# Document excerpt
Confident that I was, in this Socratic manner, capable of discovering the true nature of events and questions, I could therefore welcome jail, by defending with temerity what I had come to know and believe in. I even invented a name for the game: "apostolic journalism."

And as if being in jail gives you the right to sin and forgive yourself, I went in my reflections to entertain the prospect that had journalism existed in the days of Jesus Christ, the gospels would have been considered superb masterpieces of reporting. Saint Mark and Saint-Luke - not perhaps Saint John - would have stood out as excellent reporters.

Hence, the shared sacredness of our mission as journalists, a heritage from my father which I felt proud to have continued since his death, for twice the time he had spent on our paper since founding it in 1933. 

Looking back on my career - I am now nearing eighty - I find it utterly stupid to have been constantly obsessed with this unfinished PhD dissertation. To the point of having been anxious to resign, and did in fact resign from the presidency of Balamand University to which Patriarch Ignatius had appointed me, and which I had occupied during its founding years from 1990 to 1993, simply because I thought it was not fitting that a university president should not have a higher degree than his teaching staff.

Indeed, I had come to Balamand from New York where I was flattered and proud to have succeeded my teacher Dr. Charles Malik at the UN during six years of Lebanon's most tragic days. His presence there was constantly remembered as the man who presided over the drafting of the Universal Declaration of Human Rights. I candidly admit that the Lebanese delegation was drawing on his legacy to validate Lebanon's identity, nay, even its raison d'être as a legitimate sovereign state, always striving to develop a democratic spirit against all odds.

From this perspective, I always looked upon my two years at Harvard as a unique privilege for which I shall be eternally grateful to the Institute of International Education, now probably vanished. It gave me one of the two fellowships reserved for Lebanese candidates, in the first contingent of Arab students invited to go to the United States after World War II.

Once at Harvard, I was drawing on Malik's credentials, looking up his teachers, his friends, and colleagues. I also attended as an auditor courses I thought he might have taken. This sort of communion between students and teachers is near to impossible to hope for in the impersonal universities of today. 

A professor I felt it was most challenging to work with was political scientist William Yandel Elliot, author of The Pragmatic Revolt in Politics, the first American book to expose fascism as a philosophy. Elliot was proud to tell us that he was taking, our classmate, his favorite assistant, Henry Kissinger, "down to Washington," to the Senate Foreign Relations Committee, for which he was a consultant. 

Later, much later, when I called on Kissinger as secretary of state to negotiate for Lebanon, I reminded him of Harvard and told him that of course I did not expect him to remember me. To which he replied with Kissingerian humor: "Would you have remembered me if I hadn't become Henry Kissinger?"

This exchange contributed to reduce the dose of "constructive ambiguity" expected in every conversation with him. I distinctly recall that our first hour-long one-to-one exchange ended well. But I can't claim that it ended the so-called civil war in Lebanon. Later negotiations were more successful, because ambiguity was not deemed a necessary tool of negotiation.

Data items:
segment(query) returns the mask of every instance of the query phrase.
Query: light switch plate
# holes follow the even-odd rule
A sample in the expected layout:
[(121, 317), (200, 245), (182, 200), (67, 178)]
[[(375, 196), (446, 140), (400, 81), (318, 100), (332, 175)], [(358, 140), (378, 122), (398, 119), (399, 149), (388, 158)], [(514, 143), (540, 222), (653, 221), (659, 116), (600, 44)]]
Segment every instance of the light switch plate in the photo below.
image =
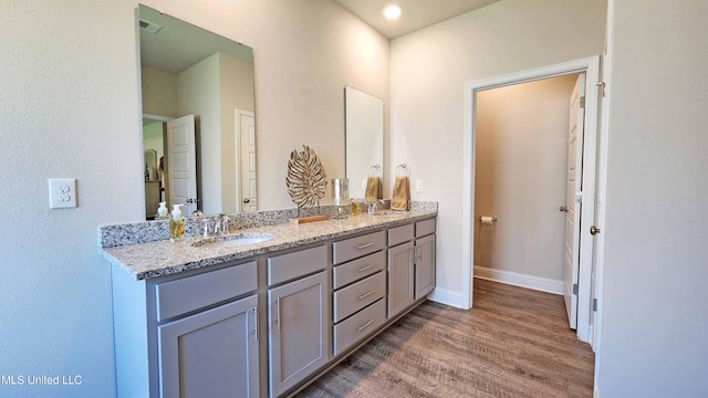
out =
[(49, 179), (49, 208), (66, 209), (76, 207), (76, 179)]

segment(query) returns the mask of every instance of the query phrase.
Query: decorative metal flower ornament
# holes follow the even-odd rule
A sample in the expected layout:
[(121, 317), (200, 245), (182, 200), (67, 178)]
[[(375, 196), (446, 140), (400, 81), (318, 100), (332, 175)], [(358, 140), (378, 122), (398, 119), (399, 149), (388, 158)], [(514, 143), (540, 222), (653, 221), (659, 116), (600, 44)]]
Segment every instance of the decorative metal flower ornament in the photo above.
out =
[(327, 188), (327, 178), (317, 155), (309, 146), (290, 154), (285, 185), (288, 193), (298, 207), (320, 206)]

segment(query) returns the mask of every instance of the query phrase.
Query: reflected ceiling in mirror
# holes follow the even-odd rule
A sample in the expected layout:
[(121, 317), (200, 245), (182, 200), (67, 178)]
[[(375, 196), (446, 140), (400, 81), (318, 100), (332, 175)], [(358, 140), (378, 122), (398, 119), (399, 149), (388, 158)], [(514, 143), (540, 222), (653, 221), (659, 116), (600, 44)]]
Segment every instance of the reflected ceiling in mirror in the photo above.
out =
[[(350, 196), (364, 199), (368, 177), (384, 184), (384, 100), (344, 87), (346, 178)], [(379, 189), (381, 193), (381, 189)]]
[(157, 172), (145, 170), (146, 218), (159, 201), (184, 205), (185, 214), (254, 211), (252, 49), (138, 10), (144, 149), (160, 159)]

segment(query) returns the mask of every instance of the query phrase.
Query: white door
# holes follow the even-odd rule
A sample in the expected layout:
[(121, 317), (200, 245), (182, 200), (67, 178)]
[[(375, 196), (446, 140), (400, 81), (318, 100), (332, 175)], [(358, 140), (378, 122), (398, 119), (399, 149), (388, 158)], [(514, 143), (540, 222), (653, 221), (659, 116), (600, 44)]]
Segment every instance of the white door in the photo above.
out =
[[(256, 186), (256, 118), (252, 112), (237, 111), (237, 126), (240, 135), (239, 167), (241, 189), (241, 211), (258, 208)], [(238, 196), (237, 196), (238, 197)]]
[(197, 209), (197, 157), (195, 116), (167, 122), (167, 181), (169, 205), (184, 205), (183, 214)]
[(580, 273), (580, 220), (582, 203), (585, 74), (581, 73), (570, 100), (568, 128), (568, 190), (565, 195), (565, 312), (572, 329), (577, 328), (577, 275)]

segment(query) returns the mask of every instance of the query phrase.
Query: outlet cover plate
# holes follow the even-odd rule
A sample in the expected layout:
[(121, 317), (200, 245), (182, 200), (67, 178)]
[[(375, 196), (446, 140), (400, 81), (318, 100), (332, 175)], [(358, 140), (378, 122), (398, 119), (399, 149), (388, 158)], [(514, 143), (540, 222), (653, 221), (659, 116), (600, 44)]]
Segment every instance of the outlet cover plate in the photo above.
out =
[(76, 207), (76, 179), (49, 179), (49, 208), (66, 209)]

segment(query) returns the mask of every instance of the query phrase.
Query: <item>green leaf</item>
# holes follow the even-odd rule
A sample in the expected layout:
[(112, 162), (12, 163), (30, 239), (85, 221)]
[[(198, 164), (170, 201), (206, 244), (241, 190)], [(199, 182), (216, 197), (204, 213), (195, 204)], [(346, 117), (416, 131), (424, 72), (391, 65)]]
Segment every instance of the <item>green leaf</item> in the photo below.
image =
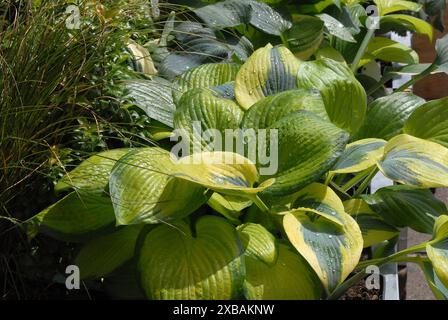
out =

# Set task
Resume the memoir passage about journalism, Harvard, and negotiating with Kissinger, picking up right after its final sentence.

# Answer below
Ladies and gentlemen:

My hundred days as minister of education, back in the 1970s, brought me to the conclusion that universities must not only teach but also convey culture. This necessitates sharing between teachers and students the same love for ideas, values, and everything that touches the essence of true knowledge. Hence, my conviction, expressed brutally, that the Lebanese University is to be completely scrapped and re-invented. My earnest hope remains that AUB, not others, should find it possible to continue as the model of what it has always been, of classes, seminars and tutorials that have a human dimension, the availability of teachers to students, the earnest desire to research together and deepen the knowledge of all fields of humanities as a necessary prerequisite for specialization. 

As a conclusion, I beg to be allowed to recollect one final point, which will illustrate how important it is to learn in communion with your teachers.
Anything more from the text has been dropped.